--- WORKING DATA ---

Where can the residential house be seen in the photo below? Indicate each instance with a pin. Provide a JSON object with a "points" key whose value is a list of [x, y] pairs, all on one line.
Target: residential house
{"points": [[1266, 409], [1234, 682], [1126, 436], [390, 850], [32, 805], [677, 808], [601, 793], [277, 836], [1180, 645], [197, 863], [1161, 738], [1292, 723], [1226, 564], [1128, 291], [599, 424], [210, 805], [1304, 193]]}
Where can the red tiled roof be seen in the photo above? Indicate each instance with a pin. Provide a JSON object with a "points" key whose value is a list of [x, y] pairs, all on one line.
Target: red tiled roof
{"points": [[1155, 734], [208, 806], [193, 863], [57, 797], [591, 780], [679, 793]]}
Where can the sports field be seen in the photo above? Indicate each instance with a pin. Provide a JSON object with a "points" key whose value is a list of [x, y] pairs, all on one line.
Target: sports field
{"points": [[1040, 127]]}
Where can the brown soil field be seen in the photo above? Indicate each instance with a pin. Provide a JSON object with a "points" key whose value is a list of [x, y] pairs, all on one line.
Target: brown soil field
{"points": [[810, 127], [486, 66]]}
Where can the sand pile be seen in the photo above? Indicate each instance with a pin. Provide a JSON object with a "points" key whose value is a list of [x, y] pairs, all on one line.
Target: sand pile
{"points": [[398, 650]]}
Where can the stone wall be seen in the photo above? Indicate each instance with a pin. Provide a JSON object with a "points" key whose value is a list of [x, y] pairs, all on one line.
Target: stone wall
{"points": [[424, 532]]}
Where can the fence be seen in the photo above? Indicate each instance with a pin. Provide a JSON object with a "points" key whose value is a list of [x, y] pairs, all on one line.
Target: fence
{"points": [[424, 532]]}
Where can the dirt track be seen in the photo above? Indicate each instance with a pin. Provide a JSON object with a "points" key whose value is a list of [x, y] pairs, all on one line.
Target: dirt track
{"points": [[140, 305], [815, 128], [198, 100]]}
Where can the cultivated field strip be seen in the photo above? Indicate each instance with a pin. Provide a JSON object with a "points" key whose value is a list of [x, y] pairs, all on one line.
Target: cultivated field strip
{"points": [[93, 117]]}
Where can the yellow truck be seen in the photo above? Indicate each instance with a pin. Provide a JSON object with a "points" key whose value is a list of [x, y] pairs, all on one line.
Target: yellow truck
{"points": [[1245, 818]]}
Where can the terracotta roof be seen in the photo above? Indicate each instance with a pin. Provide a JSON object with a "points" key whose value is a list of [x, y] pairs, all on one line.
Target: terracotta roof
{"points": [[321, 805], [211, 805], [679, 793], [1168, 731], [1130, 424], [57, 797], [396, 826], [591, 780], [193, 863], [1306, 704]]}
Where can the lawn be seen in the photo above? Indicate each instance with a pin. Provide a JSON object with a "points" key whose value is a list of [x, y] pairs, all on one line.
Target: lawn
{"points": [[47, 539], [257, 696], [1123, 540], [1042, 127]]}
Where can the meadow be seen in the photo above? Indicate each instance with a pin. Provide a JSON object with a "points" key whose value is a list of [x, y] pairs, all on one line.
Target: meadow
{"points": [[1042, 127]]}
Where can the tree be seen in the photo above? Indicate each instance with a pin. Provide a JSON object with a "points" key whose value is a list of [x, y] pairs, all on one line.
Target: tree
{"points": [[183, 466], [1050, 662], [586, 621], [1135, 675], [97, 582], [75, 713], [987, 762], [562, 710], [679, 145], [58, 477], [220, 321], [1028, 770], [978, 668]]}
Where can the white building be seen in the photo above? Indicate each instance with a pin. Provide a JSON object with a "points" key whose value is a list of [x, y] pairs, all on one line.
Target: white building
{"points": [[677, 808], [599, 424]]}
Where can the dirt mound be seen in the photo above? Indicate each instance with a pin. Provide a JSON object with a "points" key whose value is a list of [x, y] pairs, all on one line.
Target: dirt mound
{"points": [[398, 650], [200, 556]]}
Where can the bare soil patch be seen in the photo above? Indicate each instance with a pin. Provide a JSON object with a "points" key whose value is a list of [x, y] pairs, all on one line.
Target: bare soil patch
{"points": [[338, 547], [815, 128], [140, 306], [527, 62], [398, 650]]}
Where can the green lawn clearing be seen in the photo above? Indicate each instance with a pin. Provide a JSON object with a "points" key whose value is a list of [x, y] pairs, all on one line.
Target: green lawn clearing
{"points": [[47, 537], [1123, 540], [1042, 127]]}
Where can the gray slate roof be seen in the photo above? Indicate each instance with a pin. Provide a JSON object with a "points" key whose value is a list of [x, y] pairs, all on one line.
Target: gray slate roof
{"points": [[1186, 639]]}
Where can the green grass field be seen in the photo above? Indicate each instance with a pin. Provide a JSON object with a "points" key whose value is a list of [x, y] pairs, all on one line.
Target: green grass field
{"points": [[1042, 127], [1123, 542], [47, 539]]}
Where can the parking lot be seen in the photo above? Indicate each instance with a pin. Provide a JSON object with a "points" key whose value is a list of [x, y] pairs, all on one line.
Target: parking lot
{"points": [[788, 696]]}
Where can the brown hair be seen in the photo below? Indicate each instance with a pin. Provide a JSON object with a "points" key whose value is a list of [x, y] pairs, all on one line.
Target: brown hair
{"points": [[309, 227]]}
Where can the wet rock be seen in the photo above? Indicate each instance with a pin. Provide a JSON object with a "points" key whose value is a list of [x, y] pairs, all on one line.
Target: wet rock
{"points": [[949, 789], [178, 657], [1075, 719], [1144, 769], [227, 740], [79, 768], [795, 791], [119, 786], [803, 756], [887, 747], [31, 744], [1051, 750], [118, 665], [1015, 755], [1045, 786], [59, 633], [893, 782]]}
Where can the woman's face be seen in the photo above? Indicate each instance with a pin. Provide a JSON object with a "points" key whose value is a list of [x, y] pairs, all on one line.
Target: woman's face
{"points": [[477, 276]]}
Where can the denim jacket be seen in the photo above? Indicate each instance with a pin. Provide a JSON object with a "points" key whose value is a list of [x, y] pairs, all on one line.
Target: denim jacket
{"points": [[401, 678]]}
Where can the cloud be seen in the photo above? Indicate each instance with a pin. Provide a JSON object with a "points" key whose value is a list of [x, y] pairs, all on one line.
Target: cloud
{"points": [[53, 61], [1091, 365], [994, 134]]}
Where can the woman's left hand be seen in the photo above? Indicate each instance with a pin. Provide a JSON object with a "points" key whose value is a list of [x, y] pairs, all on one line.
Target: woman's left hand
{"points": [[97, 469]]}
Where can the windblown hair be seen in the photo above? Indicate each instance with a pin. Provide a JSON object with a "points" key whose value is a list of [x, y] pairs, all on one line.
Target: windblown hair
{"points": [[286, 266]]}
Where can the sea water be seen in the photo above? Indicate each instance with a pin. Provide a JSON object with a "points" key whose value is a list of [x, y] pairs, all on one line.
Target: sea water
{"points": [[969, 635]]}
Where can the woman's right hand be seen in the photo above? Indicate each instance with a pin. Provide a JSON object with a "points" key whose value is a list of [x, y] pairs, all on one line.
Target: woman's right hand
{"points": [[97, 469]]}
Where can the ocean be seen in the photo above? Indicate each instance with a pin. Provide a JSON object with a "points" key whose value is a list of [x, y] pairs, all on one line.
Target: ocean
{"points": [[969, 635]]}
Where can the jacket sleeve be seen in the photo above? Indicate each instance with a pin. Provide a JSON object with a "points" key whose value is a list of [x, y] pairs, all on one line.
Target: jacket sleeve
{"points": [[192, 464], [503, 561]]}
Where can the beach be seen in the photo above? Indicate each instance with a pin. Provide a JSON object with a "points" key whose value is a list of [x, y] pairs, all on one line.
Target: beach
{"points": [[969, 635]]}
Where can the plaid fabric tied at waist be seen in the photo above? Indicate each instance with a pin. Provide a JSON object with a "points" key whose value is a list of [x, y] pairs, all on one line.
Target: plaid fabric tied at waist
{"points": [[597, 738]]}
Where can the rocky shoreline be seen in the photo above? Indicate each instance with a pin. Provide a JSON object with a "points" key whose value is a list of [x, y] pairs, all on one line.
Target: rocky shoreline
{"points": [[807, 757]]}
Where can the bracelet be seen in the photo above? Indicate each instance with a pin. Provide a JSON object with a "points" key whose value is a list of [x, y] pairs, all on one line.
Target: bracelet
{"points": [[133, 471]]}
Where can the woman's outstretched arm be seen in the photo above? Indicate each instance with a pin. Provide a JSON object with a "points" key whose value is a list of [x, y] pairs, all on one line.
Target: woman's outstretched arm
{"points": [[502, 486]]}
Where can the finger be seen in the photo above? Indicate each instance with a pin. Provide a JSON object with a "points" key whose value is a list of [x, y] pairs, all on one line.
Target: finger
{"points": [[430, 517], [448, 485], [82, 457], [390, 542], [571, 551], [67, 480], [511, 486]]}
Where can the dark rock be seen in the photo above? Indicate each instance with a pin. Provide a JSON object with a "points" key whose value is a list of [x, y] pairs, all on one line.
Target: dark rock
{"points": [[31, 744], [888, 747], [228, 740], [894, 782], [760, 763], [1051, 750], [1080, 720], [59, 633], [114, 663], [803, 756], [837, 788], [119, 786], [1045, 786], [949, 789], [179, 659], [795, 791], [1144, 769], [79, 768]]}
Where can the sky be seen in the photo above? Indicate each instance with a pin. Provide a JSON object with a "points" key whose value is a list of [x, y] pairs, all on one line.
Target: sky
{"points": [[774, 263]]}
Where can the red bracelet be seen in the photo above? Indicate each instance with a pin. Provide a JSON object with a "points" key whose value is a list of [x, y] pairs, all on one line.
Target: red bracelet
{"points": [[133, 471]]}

---

Starting with the line containing "Where can the sky" and going on through the end of the records, write those lines out again, renaming "pin" to "marker" and leaving everything else as it is.

Where can the sky be seen in the photo above? Indicate each instance with a marker. Provide a JSON object with a "points" key whose value is a list of [x, y] pairs, all on one line.
Target: sky
{"points": [[774, 263]]}
Where can the red bracelet be seen in the photo above? Indicate each instance with a marker. Provide a JSON object with a "points" key whose value is a list of [x, y] pairs, all on one line.
Target: red bracelet
{"points": [[133, 471]]}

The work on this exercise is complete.